Do this:
Return the exact lines spanning from the line with "Objective — for every instance of the light switch, place" through the last line of the entries, boundaries included, and no others.

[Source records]
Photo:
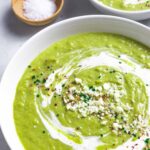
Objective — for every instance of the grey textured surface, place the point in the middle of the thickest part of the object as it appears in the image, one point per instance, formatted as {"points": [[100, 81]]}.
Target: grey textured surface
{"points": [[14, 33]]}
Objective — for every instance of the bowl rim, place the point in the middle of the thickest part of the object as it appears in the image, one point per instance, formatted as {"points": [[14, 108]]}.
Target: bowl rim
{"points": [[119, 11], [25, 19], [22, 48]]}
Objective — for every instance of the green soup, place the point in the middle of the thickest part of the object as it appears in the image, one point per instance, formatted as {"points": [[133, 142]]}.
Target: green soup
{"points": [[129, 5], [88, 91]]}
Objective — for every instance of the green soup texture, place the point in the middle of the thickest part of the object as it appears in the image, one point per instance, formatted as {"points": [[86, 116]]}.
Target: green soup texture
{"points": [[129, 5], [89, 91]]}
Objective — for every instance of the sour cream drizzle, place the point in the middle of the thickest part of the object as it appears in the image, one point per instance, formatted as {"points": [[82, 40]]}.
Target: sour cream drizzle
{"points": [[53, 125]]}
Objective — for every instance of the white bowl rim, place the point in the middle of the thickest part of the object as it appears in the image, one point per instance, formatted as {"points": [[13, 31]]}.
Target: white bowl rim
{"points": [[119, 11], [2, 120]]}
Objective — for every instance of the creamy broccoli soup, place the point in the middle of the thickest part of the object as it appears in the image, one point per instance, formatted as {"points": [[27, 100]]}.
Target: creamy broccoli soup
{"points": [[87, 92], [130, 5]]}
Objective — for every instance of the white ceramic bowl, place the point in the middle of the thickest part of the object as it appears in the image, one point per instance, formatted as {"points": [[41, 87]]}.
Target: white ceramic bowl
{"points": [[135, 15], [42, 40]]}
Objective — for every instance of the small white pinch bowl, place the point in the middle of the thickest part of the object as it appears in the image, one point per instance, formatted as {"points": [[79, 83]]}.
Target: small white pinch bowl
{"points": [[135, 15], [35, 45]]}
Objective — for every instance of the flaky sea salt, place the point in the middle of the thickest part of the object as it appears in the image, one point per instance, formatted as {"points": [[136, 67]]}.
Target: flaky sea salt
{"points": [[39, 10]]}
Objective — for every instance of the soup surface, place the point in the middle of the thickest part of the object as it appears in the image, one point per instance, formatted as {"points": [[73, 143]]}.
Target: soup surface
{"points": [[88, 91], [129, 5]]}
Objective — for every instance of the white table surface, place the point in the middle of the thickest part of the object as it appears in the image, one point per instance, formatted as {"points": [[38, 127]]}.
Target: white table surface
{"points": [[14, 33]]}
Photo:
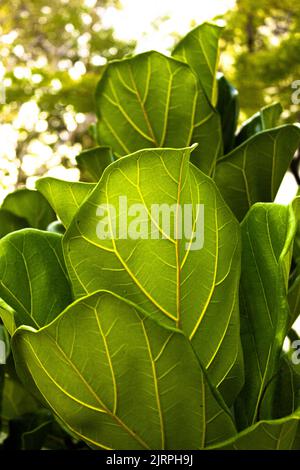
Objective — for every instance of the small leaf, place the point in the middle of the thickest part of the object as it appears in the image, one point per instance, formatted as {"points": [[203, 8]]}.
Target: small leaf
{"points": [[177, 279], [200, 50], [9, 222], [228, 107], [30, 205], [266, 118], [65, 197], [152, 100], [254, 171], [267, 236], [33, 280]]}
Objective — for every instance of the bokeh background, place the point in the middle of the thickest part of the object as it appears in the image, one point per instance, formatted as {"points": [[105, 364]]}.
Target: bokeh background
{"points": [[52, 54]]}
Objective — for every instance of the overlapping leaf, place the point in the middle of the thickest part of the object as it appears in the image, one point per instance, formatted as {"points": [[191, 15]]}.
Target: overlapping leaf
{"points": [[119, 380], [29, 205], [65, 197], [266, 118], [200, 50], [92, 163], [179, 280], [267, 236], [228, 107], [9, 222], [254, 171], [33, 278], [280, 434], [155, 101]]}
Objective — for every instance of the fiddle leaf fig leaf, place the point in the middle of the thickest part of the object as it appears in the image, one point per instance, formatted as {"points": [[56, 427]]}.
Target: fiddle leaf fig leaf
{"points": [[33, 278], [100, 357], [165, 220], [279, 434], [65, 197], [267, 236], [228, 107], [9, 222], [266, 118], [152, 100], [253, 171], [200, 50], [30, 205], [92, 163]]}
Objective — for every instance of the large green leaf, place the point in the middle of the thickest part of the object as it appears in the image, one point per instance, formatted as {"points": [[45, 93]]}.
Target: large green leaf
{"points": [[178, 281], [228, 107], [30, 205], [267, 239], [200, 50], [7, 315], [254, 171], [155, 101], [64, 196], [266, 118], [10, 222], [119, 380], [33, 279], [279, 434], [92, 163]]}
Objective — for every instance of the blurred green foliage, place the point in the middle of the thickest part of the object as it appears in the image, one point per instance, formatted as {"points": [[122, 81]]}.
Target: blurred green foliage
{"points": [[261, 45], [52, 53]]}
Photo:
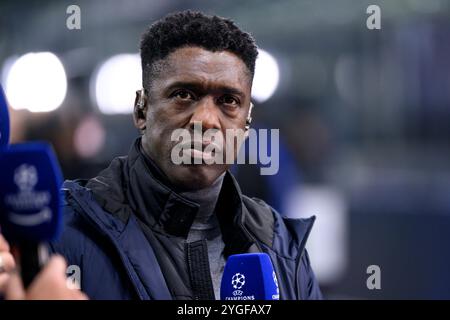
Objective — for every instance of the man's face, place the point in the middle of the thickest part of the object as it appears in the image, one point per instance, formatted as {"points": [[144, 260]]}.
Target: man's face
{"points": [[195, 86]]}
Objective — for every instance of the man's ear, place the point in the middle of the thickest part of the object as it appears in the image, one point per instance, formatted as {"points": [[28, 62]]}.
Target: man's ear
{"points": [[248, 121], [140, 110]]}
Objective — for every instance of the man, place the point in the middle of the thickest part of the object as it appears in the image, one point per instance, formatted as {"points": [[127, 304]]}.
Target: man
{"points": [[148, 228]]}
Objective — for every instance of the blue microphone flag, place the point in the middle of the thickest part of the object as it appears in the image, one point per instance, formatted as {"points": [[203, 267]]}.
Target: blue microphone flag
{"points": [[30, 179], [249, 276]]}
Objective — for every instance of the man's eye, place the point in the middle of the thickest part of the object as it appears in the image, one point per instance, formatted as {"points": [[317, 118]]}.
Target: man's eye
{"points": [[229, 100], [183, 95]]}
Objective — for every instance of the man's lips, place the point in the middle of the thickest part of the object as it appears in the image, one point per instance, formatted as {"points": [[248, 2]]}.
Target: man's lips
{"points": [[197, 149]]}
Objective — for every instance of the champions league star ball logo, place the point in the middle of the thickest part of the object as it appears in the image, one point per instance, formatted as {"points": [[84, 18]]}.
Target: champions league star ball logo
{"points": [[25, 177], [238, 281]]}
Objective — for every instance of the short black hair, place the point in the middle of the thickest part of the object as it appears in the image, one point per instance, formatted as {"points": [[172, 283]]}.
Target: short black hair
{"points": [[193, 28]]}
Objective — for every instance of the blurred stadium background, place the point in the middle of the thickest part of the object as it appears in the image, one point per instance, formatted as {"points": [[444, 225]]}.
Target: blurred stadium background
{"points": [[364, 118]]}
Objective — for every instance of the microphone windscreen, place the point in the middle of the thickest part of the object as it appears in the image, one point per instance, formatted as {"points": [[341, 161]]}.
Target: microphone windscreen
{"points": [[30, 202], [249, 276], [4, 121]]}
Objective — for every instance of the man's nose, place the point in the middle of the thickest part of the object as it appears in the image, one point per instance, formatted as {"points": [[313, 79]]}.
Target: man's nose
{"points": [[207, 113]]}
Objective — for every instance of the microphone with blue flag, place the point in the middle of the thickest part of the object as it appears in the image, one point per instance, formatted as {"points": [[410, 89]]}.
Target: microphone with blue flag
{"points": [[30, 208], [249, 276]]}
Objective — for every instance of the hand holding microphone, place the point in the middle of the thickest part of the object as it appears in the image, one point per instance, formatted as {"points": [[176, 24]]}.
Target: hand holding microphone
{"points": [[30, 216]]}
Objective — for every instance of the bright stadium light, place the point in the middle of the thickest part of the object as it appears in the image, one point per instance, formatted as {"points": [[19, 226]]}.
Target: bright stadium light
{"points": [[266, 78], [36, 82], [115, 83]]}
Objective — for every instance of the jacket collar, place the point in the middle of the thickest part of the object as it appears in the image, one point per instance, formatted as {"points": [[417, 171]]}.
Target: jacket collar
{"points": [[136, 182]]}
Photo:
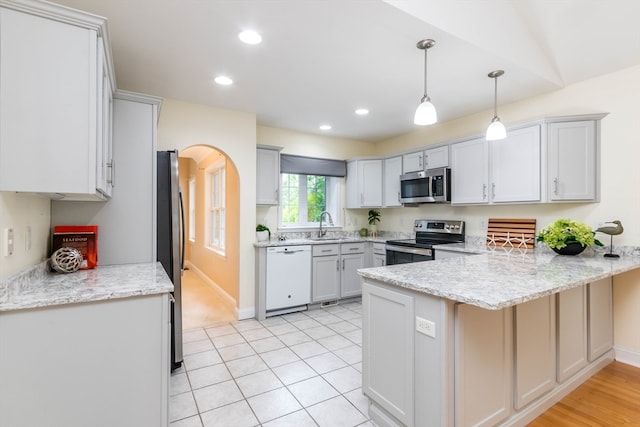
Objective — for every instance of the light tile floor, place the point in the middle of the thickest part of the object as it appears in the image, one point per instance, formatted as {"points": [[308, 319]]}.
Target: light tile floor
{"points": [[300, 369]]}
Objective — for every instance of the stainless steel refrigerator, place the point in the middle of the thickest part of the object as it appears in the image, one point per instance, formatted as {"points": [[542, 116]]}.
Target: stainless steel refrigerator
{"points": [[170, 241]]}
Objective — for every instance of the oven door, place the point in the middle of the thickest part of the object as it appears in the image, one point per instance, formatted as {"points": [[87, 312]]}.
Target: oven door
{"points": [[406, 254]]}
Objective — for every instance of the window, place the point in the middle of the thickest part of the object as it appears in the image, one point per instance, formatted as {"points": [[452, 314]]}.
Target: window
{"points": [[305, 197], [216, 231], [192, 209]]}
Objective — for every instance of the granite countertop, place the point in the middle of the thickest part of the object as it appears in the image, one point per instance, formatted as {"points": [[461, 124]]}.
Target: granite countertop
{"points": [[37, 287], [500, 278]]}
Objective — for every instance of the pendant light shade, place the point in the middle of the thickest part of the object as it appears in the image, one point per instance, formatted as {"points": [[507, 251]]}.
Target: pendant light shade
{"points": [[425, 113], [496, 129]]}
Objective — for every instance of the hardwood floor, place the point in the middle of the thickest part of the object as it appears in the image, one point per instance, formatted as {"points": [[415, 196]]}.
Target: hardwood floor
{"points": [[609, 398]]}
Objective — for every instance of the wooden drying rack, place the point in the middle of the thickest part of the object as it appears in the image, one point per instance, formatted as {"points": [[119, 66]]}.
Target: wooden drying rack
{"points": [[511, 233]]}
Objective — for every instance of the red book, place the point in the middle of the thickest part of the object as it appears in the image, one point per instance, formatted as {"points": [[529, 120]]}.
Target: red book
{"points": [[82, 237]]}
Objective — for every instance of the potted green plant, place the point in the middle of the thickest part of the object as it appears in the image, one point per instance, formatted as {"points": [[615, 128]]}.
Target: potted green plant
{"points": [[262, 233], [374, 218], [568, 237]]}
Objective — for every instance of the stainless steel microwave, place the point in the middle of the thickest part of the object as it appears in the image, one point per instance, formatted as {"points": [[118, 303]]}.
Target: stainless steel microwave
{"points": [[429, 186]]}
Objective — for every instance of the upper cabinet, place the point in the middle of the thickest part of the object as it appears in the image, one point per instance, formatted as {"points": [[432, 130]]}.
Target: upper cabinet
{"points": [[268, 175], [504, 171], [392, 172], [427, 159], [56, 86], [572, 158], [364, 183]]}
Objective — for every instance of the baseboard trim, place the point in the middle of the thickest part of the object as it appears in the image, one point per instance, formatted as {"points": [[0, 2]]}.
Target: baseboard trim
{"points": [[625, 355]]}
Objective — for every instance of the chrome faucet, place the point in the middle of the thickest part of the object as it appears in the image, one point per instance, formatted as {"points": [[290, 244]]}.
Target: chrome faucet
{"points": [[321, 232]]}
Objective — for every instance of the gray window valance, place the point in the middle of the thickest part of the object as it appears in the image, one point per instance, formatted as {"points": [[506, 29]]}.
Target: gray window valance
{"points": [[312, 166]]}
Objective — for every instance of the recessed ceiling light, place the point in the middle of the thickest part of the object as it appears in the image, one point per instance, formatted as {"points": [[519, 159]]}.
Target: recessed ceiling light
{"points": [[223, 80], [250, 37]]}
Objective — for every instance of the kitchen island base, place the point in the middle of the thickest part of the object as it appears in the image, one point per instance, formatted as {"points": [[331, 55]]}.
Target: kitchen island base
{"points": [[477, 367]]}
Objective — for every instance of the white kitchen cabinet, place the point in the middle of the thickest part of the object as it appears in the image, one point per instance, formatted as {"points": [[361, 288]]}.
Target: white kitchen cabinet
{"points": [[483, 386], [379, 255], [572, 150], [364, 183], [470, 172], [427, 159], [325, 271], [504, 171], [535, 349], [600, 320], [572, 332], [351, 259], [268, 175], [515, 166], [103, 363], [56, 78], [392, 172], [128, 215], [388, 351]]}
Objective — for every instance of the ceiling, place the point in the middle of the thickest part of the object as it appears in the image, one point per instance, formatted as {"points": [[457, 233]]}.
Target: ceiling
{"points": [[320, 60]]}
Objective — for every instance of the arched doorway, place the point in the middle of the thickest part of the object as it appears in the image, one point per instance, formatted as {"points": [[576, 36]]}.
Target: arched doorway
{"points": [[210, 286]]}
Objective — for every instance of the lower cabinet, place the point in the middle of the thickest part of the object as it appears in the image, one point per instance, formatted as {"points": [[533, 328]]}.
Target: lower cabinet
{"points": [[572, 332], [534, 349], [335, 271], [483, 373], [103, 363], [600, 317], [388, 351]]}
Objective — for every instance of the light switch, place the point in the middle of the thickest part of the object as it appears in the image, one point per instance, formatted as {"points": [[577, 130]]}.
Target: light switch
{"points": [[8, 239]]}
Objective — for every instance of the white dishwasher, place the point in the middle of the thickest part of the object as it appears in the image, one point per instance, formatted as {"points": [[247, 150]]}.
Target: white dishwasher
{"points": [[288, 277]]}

Result of the exercise:
Objective — for every instance of the light switch, place the point in the middle of the thickest part of the object as it appears in the image, one point per instance, formatted as {"points": [[577, 130]]}.
Target: light switch
{"points": [[8, 239]]}
Objective — for every instance of the white dishwasher, place the point in the middle of the thickest part of the object as it appears in the image, one point per instance, formatted as {"points": [[247, 150]]}.
Target: white dishwasher
{"points": [[288, 277]]}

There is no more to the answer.